**Passage given**
□ □ □ □ □ □ □

Why Charities Can’t Afford to Ignore Emerging Financial Risks
In today’s fast-evolving digital world, the charity sector faces new financial challenges that require immediate and strategic attention. As discussed in our interview with Carl Wakeford, founder of FinOps Partners, charities must recognise and manage the emerging financial risks to ensure resilience and sustainability. By focusing on cybersecurity, economic volatility, and compliance, charities can protect their resources, reputation, and ability to serve their communities effectively.
Cybersecurity: A Growing Concern
With more charities embracing digital platforms, the risk of cyber-attacks is on the rise. A cyber-attack not only exposes sensitive data but also threatens the trust of donors and supporters, which is critical for charities. According to Carl, “Cybersecurity isn’t always a top priority in the charity sector, but it absolutely should be.” To combat cyber threats, charities need to prioritise basic security measures, including:
- Firewall and Encryption: Establishing strong firewall protections and encrypting sensitive data can shield organizations from unauthorised access.
- Regular Training: Employees are the first line of defense. Charities must conduct regular training sessions to help staff identify and avoid phishing schemes and malware.

□ □ □ □ □ □ □

**Information shown**
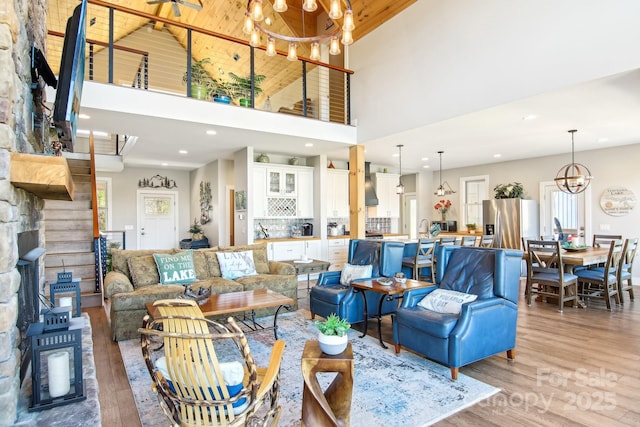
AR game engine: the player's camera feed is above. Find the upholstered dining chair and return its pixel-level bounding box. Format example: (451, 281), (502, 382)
(618, 237), (638, 304)
(402, 239), (435, 283)
(526, 240), (578, 313)
(460, 236), (477, 246)
(138, 299), (284, 427)
(575, 239), (624, 310)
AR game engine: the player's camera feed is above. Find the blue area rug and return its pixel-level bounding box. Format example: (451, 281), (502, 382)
(119, 310), (499, 427)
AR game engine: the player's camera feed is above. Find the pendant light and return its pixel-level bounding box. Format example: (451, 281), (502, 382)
(396, 144), (404, 194)
(434, 151), (445, 196)
(433, 151), (455, 196)
(554, 129), (593, 194)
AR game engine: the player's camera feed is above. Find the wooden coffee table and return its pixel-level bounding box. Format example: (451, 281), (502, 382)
(351, 278), (436, 348)
(145, 289), (294, 339)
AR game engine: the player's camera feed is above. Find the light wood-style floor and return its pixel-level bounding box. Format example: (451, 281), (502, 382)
(85, 282), (640, 427)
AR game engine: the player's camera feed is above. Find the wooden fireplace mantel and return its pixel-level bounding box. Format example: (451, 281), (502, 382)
(11, 153), (75, 201)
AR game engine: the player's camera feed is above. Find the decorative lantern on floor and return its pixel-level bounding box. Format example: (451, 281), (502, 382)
(27, 307), (87, 411)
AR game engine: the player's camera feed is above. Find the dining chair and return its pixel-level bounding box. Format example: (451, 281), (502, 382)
(478, 234), (493, 248)
(402, 239), (435, 283)
(460, 236), (477, 246)
(526, 240), (578, 313)
(618, 237), (638, 304)
(138, 299), (285, 427)
(575, 239), (624, 310)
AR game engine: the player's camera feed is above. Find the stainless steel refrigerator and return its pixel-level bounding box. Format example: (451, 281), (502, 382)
(482, 199), (540, 249)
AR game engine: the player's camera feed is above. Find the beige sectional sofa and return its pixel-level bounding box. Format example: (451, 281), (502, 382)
(104, 243), (298, 341)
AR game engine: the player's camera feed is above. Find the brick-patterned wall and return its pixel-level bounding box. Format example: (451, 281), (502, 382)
(0, 0), (47, 426)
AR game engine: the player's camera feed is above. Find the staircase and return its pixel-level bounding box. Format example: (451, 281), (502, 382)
(44, 158), (102, 307)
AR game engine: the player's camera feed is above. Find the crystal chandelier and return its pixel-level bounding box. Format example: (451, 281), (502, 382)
(555, 129), (593, 194)
(242, 0), (355, 61)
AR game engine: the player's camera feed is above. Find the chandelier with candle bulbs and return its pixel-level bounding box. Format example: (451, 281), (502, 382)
(242, 0), (355, 61)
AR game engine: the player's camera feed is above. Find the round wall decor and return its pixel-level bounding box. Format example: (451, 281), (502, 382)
(600, 187), (637, 216)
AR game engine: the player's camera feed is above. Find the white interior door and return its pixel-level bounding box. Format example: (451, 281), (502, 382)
(138, 191), (178, 249)
(540, 181), (591, 241)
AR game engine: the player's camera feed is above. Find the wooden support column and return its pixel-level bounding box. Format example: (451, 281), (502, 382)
(349, 145), (367, 239)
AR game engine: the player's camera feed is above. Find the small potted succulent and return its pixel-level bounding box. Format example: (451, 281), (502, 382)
(316, 313), (351, 356)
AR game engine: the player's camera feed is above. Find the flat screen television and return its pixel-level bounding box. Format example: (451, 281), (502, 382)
(53, 0), (87, 151)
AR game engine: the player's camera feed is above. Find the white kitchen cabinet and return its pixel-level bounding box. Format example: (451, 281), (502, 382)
(255, 163), (314, 218)
(372, 173), (400, 218)
(297, 168), (313, 218)
(324, 169), (349, 218)
(248, 165), (269, 218)
(270, 240), (305, 261)
(304, 240), (322, 259)
(328, 239), (349, 271)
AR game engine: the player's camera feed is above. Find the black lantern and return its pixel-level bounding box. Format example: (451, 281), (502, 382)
(27, 307), (87, 412)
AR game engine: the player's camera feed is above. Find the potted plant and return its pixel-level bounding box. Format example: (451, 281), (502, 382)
(229, 72), (267, 107)
(316, 313), (351, 355)
(182, 58), (218, 99)
(189, 218), (204, 241)
(493, 182), (524, 199)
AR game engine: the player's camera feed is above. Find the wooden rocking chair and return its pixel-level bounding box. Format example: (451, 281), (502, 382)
(138, 299), (285, 426)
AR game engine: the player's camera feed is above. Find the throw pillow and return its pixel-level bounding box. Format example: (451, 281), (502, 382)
(216, 251), (258, 280)
(220, 242), (269, 274)
(155, 356), (249, 415)
(153, 250), (196, 285)
(418, 289), (478, 314)
(340, 263), (373, 285)
(128, 255), (160, 289)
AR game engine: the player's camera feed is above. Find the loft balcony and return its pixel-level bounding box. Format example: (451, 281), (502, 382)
(46, 0), (352, 125)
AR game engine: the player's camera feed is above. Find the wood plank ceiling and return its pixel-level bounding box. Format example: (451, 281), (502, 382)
(47, 0), (416, 104)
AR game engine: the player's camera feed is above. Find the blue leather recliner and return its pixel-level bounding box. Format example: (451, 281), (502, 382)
(393, 246), (522, 380)
(309, 239), (404, 323)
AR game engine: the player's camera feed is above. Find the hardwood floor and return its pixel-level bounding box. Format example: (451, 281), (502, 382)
(85, 281), (640, 427)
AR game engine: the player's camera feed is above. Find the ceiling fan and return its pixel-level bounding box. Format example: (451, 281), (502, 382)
(147, 0), (202, 18)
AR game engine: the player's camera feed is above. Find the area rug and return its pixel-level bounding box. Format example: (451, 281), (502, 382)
(119, 310), (499, 427)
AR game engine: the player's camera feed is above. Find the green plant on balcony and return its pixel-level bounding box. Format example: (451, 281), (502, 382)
(182, 58), (219, 99)
(229, 72), (267, 107)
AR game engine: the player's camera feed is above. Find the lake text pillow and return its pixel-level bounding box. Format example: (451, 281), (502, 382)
(153, 250), (196, 285)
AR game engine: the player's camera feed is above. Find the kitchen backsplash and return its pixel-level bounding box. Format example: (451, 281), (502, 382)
(253, 218), (320, 239)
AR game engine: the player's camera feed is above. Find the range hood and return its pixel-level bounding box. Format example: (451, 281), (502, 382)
(364, 162), (378, 206)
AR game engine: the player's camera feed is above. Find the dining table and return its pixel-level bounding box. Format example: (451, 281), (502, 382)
(562, 246), (609, 273)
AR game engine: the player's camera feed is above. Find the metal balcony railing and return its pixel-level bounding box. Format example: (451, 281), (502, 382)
(46, 0), (353, 124)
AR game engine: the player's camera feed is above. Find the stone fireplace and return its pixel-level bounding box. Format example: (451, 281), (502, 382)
(0, 0), (46, 426)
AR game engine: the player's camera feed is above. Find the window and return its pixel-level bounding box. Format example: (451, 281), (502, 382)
(460, 175), (489, 228)
(96, 178), (111, 231)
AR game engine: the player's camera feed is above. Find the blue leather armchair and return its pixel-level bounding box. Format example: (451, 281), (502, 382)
(309, 239), (404, 323)
(393, 246), (522, 380)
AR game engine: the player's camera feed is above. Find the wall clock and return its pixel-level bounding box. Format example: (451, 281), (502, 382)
(600, 187), (637, 216)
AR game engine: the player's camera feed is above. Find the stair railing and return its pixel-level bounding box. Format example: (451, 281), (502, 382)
(89, 132), (107, 293)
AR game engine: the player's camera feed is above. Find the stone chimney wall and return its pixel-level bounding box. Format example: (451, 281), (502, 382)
(0, 0), (47, 426)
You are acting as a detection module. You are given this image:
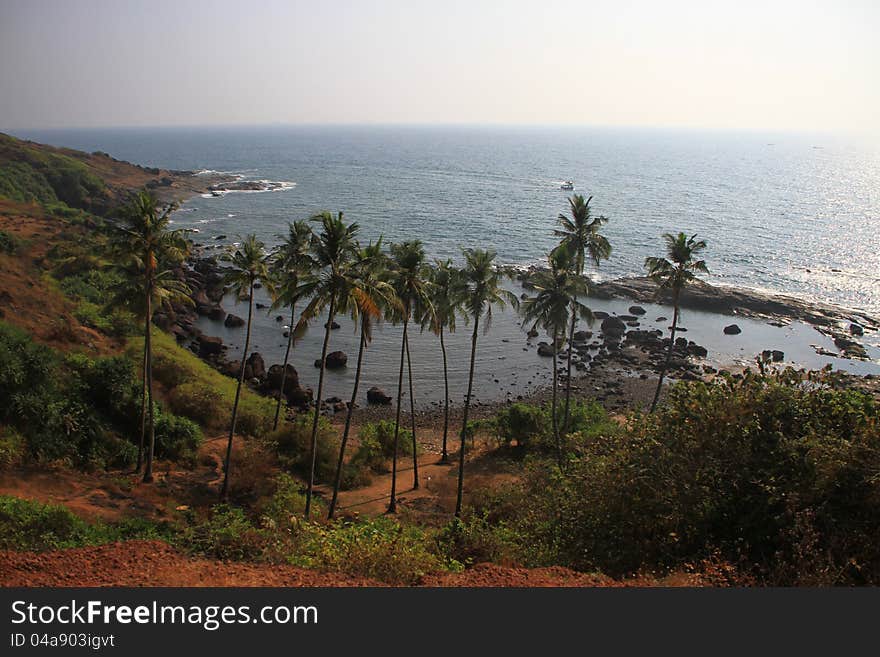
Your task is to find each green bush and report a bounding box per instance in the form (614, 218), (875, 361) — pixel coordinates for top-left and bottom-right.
(126, 329), (275, 437)
(168, 382), (232, 430)
(351, 420), (412, 474)
(0, 495), (173, 552)
(0, 427), (27, 469)
(0, 230), (21, 254)
(155, 413), (204, 461)
(183, 504), (267, 561)
(496, 370), (880, 585)
(288, 517), (461, 584)
(495, 404), (552, 448)
(266, 413), (339, 483)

□ □ □ □ □ □ □

**Tasks and exercises**
1 - From the rows, retype the lines beginning with the line that contains "Find the staircase" and continuing through the line that contains "(540, 181), (591, 241)".
2 - How would the article on charities' financial risks continue? Write what comes next after its final sentence.
The article on charities' financial risks and the rows are unrelated material.

**Answers for the tasks**
1 -
AR game engine: the player's camera feed is above. Find the staircase and return its pixel-level bounding box. Format example: (451, 281), (502, 382)
(44, 158), (102, 307)
AR game engine: the player's camera feed is above. Find the crystal chandelier and return its pixel-level bounding box. Format example: (451, 281), (502, 382)
(555, 129), (593, 194)
(242, 0), (355, 61)
AR game engine: the player's camera feed is above. Find the chandelier with candle bulbs and return its pixel-level bounding box. Format example: (451, 281), (502, 382)
(242, 0), (355, 61)
AR game engine: the player's camera feed is above. Find the round wall decor and return its pixel-level bounding box. Format example: (451, 281), (502, 382)
(600, 187), (637, 216)
AR game engine: the player's camera feed is above. Find the white interior door and return its pixel-level bounding box. Format example: (451, 281), (502, 382)
(138, 191), (178, 249)
(540, 181), (591, 241)

2 -
- Incident Response Plans: An effective incident response plan can save a charity from long-term repercussions by allowing a swift, organized response to data breaches.
Why This Matters for Charities: Cybersecurity isn’t a luxury—it’s a necessity. For charities, every pound spent on preventing a data breach could mean thousands saved in potential losses from fines and donor attrition.
Navigating Economic Volatility
Economic fluctuations have been a staple of recent years, and charities are not immune to the impact. Inflation, interest rates, and changing donor behavior all contribute to financial uncertainty. Carl recommends that charities build resilience through several strategies:
- Diversifying Income Streams: Instead of relying solely on grants and donations, charities can explore alternative revenue streams, such as partnerships and social enterprise initiatives.
- Agile Budgeting: Agile budgets that adjust quarterly allow charities to remain flexible, aligning spending with the current economic climate.
- Reserve Funds: Building a financial buffer enables charities to navigate lean periods without compromising their core mission.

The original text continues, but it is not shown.